I promised myself that I would not blog about this.  Actually, I promised myself that I would not talk about this or really call any attention to it at all.  There were good reasons for this.  But I am feeling compelled to share...just not for the reason that it will at first appear.

Last week, Molly (4) Caroline (1), myself, and my mom went on a flight to Massachusetts to visit some dear friends.  It was Caroline's first flight, and she did great--until the end.  As soon as the plane began to descend, she began to pull at her ears and wail.  The pressure hurt.  From the amount she was screaming, the pressure really hurt.  But we made it.

On the return flight, we were as ready as we could be.  I gave Caroline some tylenol in advance.  We had plenty of things for her to eat and drink to keep the pressure from building up.  But wouldn't you know that as soon as the plane began descending, the wailing began again.  She was inconsolable.  I felt so bad for her, and sorry that my fellow passengers had to listen to her.

A few minutes into the crying, a lady about 3 rows in front of us turned around and stared at us, shaking her head back and forth.  Clearly, annoyed.  I smiled.  My mom tried to communicate that the baby's ears were hurting.  The lady just stared at us, angry.  Throw-them-off-the-plane-angry.  She even pressed the flight attendant call button at one point, presumably to complain about us.  My heart started to race.  Anger.  Frustration.  Tightness in my chest that slowly creeps upward.  Lady, can't you understand?  Can't you put yourself into our shoes?

We made it all the way down and the crying stopped.  Magically.  Poor Caroline, all blotchy faced, just lay on me in pure exhaustion, snuffling and taking deep breaths to calm down.  We stood up and got our things together, ready to deplane.  The lady--that lady, as she had now become in my mind--had her bag several rows back.  Right near us.  You'd think she'd try to avoid eye contact, try to put it behind her and just get off the plane already.  I thought that's what she was going to do, and I even moved politely so that she could get her bag more easily.  That was me being the bigger person.

And then she looked straight at me.  And snarled.

"You really shouldn't do that to that baby."

Excuse me?  Do what?  Take her on an airplane?

A number of responses, all beginning with the phrase "How dare you", came to mind.  As rushing rage wound its way through my blood, I mumbled something, desperately trying to keep myself from shouting obscenities at her and from keeping my mom from punching the lady in the eye (which was a real possibility).  How could someone be so heartless, so mean, so...shameless?

And then she was gone.

She left me, a young mother with two tiny little girls, there to absorb the sting of her words, without giving us another thought.  We had ruined 10 minutes of her flight, and we deserved it.

I hate that this lady spoiled the end of this trip for us.  We should have come out of the airport beaming and sharing stories and shouting about all of the blessings we were given in that wonderful week.  Instead, we were weighed heavily with the cruelty of someone we didn't even know.  Even though we could brush her words off as ridiculous, it is weighty to glimpse the depravity of another.

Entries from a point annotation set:
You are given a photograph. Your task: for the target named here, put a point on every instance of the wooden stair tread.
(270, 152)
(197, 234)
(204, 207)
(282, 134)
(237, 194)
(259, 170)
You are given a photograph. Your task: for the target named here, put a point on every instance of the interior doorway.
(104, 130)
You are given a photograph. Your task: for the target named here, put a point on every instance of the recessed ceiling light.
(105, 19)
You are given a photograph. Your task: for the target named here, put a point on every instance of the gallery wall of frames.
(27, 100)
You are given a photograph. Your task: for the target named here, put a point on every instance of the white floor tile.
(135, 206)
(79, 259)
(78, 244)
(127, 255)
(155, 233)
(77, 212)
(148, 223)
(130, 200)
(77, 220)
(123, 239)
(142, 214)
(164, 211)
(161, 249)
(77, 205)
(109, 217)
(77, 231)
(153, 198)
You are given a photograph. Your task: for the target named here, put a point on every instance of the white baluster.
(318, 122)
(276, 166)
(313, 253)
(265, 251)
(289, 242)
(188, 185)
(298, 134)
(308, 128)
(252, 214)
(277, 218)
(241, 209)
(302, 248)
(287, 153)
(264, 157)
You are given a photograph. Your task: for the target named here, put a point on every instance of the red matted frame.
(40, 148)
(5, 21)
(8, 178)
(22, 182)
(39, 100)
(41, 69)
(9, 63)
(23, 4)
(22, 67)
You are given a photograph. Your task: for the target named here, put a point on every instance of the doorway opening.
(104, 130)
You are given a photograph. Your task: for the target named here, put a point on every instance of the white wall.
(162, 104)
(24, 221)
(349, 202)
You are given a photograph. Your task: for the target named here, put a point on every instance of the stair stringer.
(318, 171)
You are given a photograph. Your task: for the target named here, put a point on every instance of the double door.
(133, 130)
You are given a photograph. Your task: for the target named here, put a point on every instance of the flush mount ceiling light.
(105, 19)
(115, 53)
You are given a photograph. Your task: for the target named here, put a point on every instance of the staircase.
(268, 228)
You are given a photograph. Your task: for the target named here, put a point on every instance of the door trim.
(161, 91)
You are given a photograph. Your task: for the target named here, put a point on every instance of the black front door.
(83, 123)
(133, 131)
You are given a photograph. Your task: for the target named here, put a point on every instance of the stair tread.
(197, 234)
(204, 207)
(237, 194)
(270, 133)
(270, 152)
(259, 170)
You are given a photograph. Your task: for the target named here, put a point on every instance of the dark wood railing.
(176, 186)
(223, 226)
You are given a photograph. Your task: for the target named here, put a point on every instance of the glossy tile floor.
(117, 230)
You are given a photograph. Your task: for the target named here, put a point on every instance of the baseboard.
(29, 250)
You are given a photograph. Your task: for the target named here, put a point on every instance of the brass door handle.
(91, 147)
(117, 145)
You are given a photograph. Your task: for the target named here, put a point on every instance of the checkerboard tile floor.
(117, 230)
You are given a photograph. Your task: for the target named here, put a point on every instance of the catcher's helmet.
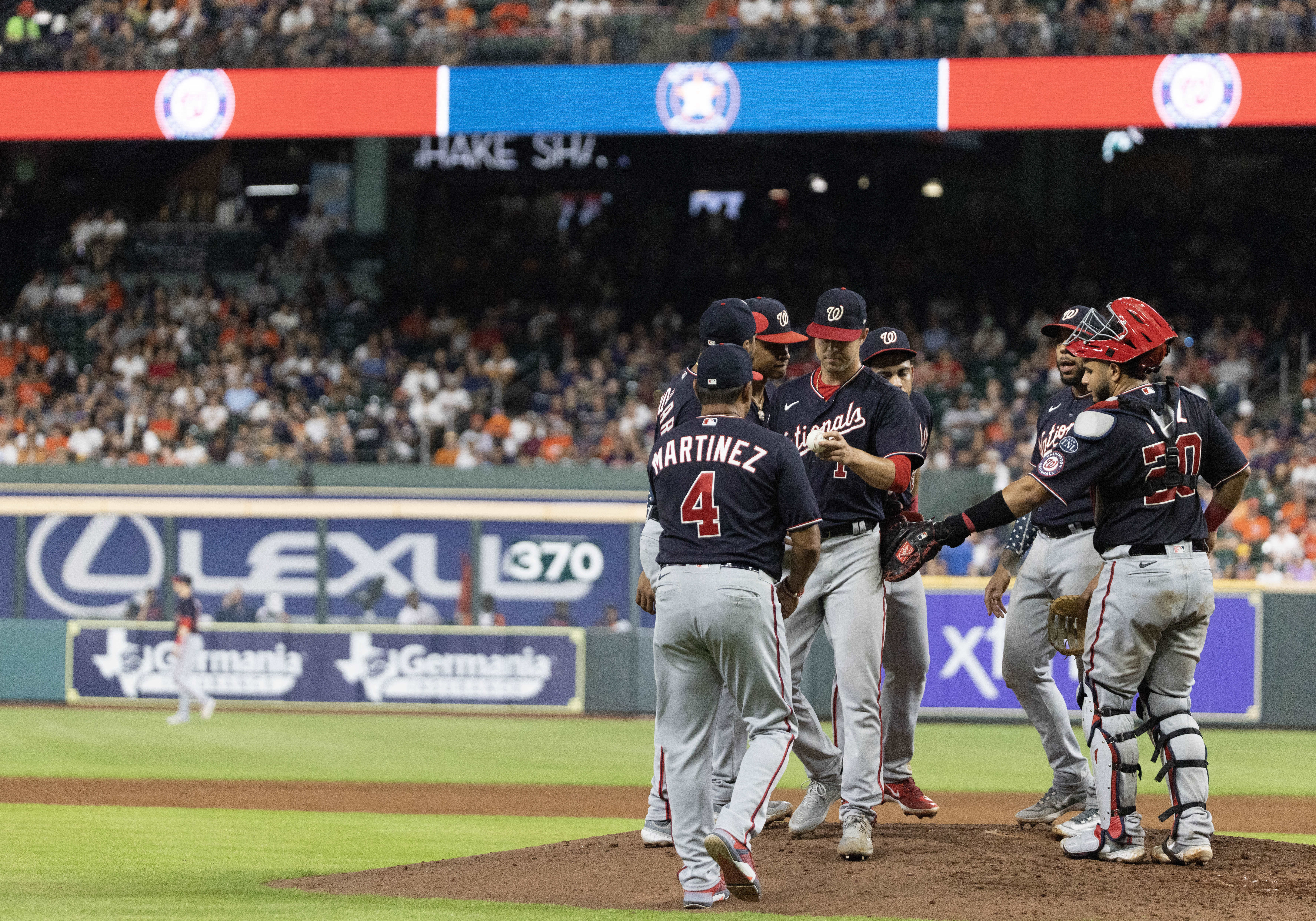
(1123, 331)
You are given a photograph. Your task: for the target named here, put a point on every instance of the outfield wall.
(78, 561)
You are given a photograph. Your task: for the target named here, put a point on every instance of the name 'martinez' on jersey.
(727, 491)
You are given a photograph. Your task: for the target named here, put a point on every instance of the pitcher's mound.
(918, 872)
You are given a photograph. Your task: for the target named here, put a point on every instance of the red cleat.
(911, 799)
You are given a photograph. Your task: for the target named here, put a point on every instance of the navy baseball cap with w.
(724, 366)
(727, 320)
(889, 344)
(841, 315)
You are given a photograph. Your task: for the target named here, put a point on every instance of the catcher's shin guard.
(1113, 737)
(1184, 768)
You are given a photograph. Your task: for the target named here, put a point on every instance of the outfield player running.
(865, 443)
(726, 322)
(905, 655)
(728, 491)
(187, 649)
(1143, 448)
(1061, 560)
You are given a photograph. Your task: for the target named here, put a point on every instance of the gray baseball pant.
(845, 597)
(1145, 631)
(730, 733)
(719, 627)
(185, 673)
(1053, 568)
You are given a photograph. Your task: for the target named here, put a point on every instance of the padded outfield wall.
(82, 552)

Job. Copy the passage of the flight story starting at "Last week, Molly" and ending at "listen to her.", changing "plane" to "aircraft" each time it occurs.

Task response.
Last week, Molly (4) Caroline (1), myself, and my mom went on a flight to Massachusetts to visit some dear friends.  It was Caroline's first flight, and she did great--until the end.  As soon as the aircraft began to descend, she began to pull at her ears and wail.  The pressure hurt.  From the amount she was screaming, the pressure really hurt.  But we made it.

On the return flight, we were as ready as we could be.  I gave Caroline some tylenol in advance.  We had plenty of things for her to eat and drink to keep the pressure from building up.  But wouldn't you know that as soon as the aircraft began descending, the wailing began again.  She was inconsolable.  I felt so bad for her, and sorry that my fellow passengers had to listen to her.